» EXERCISE GOAL
Repeat the entries below exactly, missing none.

» EXERCISE MATERIALS
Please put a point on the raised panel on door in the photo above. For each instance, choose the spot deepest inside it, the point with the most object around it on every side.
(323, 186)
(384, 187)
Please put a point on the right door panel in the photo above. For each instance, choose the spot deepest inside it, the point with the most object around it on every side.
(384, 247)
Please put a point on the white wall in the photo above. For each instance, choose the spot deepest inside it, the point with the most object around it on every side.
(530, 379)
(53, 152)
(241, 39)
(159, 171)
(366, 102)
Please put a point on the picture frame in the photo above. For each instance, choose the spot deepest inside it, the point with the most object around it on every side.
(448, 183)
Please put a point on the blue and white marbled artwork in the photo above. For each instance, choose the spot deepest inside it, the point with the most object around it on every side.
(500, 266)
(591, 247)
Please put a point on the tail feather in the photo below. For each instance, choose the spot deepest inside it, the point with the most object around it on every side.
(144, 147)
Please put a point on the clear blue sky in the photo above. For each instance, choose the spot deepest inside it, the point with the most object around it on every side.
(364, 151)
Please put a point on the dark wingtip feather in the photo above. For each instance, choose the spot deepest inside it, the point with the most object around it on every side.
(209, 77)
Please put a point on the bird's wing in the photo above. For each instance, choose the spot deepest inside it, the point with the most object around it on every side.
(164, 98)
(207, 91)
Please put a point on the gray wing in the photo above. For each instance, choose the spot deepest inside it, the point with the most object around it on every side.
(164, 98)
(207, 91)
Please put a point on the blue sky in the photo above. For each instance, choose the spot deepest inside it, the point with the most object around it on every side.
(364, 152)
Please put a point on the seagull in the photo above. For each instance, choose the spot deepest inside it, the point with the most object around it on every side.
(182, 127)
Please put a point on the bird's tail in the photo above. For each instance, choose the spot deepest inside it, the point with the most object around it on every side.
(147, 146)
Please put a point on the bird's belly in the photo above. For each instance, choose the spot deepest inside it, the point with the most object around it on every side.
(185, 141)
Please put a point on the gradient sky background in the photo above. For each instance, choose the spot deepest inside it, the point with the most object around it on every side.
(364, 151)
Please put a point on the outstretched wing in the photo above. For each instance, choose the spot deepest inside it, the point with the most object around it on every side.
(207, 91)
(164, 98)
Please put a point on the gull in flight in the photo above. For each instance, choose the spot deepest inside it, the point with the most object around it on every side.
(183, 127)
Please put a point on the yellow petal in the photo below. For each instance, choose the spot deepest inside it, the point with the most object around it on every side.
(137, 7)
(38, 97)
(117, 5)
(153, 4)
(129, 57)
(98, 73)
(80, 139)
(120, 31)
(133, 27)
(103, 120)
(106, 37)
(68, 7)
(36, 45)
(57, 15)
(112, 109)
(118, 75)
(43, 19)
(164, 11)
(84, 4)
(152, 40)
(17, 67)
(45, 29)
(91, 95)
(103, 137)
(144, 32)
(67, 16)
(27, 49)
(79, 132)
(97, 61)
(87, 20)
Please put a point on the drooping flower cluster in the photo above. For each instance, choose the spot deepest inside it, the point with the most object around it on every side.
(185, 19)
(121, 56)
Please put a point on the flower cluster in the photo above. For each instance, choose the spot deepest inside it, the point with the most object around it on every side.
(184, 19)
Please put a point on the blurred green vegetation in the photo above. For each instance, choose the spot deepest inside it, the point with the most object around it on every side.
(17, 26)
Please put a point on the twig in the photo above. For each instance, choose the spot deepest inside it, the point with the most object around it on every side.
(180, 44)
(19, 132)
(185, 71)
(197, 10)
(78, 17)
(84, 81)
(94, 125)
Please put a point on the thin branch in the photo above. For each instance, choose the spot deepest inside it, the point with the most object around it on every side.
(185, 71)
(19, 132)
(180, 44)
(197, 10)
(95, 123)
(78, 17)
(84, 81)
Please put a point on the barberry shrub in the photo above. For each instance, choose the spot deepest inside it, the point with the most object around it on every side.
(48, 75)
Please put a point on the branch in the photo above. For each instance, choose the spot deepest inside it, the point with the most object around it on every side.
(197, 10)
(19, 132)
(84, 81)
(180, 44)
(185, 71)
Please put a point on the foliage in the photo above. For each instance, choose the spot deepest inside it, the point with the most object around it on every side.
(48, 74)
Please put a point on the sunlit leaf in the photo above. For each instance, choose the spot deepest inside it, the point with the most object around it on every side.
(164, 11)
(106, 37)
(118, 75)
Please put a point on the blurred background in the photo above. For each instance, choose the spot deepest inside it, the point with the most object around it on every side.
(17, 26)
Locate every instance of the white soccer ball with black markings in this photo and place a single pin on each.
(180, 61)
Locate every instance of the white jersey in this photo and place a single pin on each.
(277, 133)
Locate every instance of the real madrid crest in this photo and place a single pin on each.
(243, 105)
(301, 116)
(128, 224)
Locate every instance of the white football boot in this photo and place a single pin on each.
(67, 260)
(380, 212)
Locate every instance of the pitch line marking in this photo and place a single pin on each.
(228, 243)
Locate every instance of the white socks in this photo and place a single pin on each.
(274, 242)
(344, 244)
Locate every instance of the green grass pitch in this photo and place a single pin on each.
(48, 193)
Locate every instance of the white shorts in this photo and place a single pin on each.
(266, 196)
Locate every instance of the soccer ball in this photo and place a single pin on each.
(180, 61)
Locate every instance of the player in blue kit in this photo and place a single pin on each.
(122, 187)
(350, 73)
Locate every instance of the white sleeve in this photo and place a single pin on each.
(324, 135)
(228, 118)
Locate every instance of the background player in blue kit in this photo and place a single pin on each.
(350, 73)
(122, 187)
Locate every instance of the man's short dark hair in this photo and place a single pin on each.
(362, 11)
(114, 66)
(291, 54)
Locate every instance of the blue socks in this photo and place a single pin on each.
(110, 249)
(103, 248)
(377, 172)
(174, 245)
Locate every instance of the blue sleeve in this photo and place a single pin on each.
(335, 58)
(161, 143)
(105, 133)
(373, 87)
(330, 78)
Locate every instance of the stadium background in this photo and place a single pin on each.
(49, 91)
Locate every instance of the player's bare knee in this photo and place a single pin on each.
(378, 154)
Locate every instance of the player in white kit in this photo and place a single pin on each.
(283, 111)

» FINAL ANSWER
Please put a point on the raised panel on door in the photo above. For each instance, choose the spot deepest inside it, the point with the most object around it on every side.
(323, 186)
(384, 187)
Please put a point on the right door panel in the photo above. For each instance, choose the spot deepest inside it, the point with the most object around it on every side.
(384, 247)
Please put a point on the white wall in the photo above. For each instance, choose the spot deepest inside it, the point with the most object around it on every side.
(530, 379)
(53, 152)
(241, 39)
(159, 171)
(366, 102)
Please put a point on the picture frame in the photo above. For each instance, choose the spot deepest inside it, the point with the most object around it on every side.
(448, 183)
Please put a point on the blue and white marbled artwork in the photo above. For each instance, choose the spot deepest inside it, the point with the most object around it on every side.
(500, 266)
(591, 247)
Please put a point on the tail feather in the photo below. For each instance, choose the spot deepest inside it, the point with the most object around it on every side.
(144, 147)
Please put a point on the clear blue sky in the photo above. For each instance, choose the spot deepest inside it, the point with the most object around it on every side.
(364, 151)
Please put a point on the dark wingtip feather in the photo above. For each instance, choose the spot deepest inside it, the point with the most object around it on every side.
(209, 77)
Please put a point on the bird's wing in the photo above. For each instance, choose the spot deepest inside it, the point with the most object around it on every side.
(164, 98)
(207, 91)
Please put a point on the gray wing in the photo above. For each instance, choose the spot deepest inside it, the point with the most object around it on every side.
(164, 98)
(207, 91)
Please put a point on the blue sky in the photo above. For each instance, choose the spot deepest inside it, the point with the most object around it on every side.
(364, 152)
Please put a point on the seagull in the photo above. For each instance, choose the spot deepest inside it, the point with the most object around it on every side.
(182, 127)
Please put a point on the bird's tail in the photo above. For each instance, choose the spot deepest inside it, the point with the most object around it on every side.
(147, 146)
Please put a point on the bird's belly in the photo above. For each instance, choose the spot deepest inside it, the point with the most object around it on every side.
(185, 141)
Please put a point on the gradient sky background in the photo above. For each instance, choose the spot deepest inside it, the point with the most object around it on every side.
(364, 151)
Please put a point on the outstretched wing in the photo above. For each instance, choose the spot deepest inside it, the point with the most object around it on every side.
(207, 91)
(164, 98)
Please put a point on the gull in flight in the photo above. For each instance, choose the spot deepest inside it, the point with the most object around it on every side.
(183, 127)
Please put a point on the yellow petal in the photo below. For each instance, choose the spot deepest inside it, the point with the most object around it on every side.
(137, 7)
(38, 97)
(117, 5)
(153, 4)
(129, 57)
(98, 73)
(80, 139)
(120, 31)
(133, 27)
(103, 120)
(106, 37)
(68, 7)
(36, 45)
(57, 15)
(112, 109)
(118, 75)
(43, 19)
(164, 11)
(84, 4)
(152, 40)
(17, 67)
(45, 29)
(91, 95)
(103, 137)
(144, 32)
(67, 16)
(27, 49)
(79, 132)
(97, 61)
(87, 20)
Please put a point on the drooping flower cluster in the photo above. For each instance, choose the spot deepest inside it, the point with the most object around it on every side.
(185, 19)
(121, 56)
Please put a point on the flower cluster in the photo above. For each instance, choose the spot deepest inside it, the point with the most object around it on every side.
(184, 19)
Please put a point on the blurred green vegetation in the photo above. For each instance, choose the spot deepest inside it, the point with the most object around it on every side.
(17, 26)
Please put a point on the twig in the photo above. For each instance, choose the spot deepest inside it, the point with the most object around it on every side.
(180, 44)
(19, 132)
(185, 71)
(197, 10)
(78, 17)
(84, 81)
(94, 125)
Please put a point on the thin branch in the photo above. For each instance, choose the spot deepest inside it, the point with the most object around it on every side.
(185, 71)
(19, 132)
(180, 44)
(197, 10)
(95, 123)
(78, 17)
(84, 81)
Please put a point on the barberry shrub in the photo above. For each instance, choose the spot deepest inside it, the point with the most object around it on every side.
(48, 75)
Please put a point on the branch in the photo above. For each instance, choose the spot deepest inside it, the point with the most object around it on every side.
(197, 10)
(19, 132)
(84, 81)
(180, 44)
(185, 71)
Please put a point on the foliage in the photo above. For each instance, choose the spot deepest inside it, the point with the most object around it on every side.
(48, 74)
Please put a point on the sunlit leaf in the photo above. For each instance, choose the spot deepest inside it, the point with the most object around it on every side.
(164, 11)
(106, 37)
(118, 75)
Please put a point on the blurred background in the photo above. For each instance, choose the spot deepest inside it, the point with the most object around it on every side.
(17, 26)
Locate every instance of the white soccer ball with black markings in this photo and place a single pin on each.
(180, 61)
Locate every instance of the white jersey in this photo and place a single pin on each.
(277, 133)
Locate every instance of the real madrid crest in this photo and place a single pin on each.
(243, 105)
(301, 116)
(128, 224)
Locate every instance of the white football boot in this photo and place a single pin on each.
(67, 260)
(380, 212)
Locate every instance of the pitch line marking in this photo and place a single pin on each.
(228, 243)
Locate every instance of the white socks in this photo and place a single pin on each.
(274, 242)
(344, 244)
Locate every instance of the green grass pitch in this photo and place a single pin on each.
(48, 193)
Locate every instance of the white shorts in this photo and place a single pin on each.
(266, 196)
Locate every instance of the soccer ball in this photo and place a single pin on each.
(180, 61)
Locate every instance of the player in blue kit in this photo and place a single pin on each.
(122, 187)
(350, 73)
Locate every instance of the white sleeve in this photo and place a single pin on each.
(324, 135)
(228, 118)
Locate every instance of the background player in blue kit in this photo and place a single pin on each.
(350, 73)
(122, 187)
Locate every instance of the man's short dark hair in this photo and place a single pin on each.
(362, 11)
(114, 66)
(291, 54)
Locate every instance of the blue socks in this photo and place a single pin on each.
(110, 249)
(103, 248)
(377, 172)
(174, 245)
Locate every instance of the blue sleeve in this photo and place a single pin on each.
(335, 58)
(161, 143)
(105, 133)
(373, 87)
(330, 78)
Locate every instance of the stadium background in this photo and place a single pin on each.
(49, 91)
Locate every instance of the player's bare knee in this photo and place a single pin on each.
(378, 154)
Locate every instance of the player in white kit in this photo and place a single pin on each.
(283, 111)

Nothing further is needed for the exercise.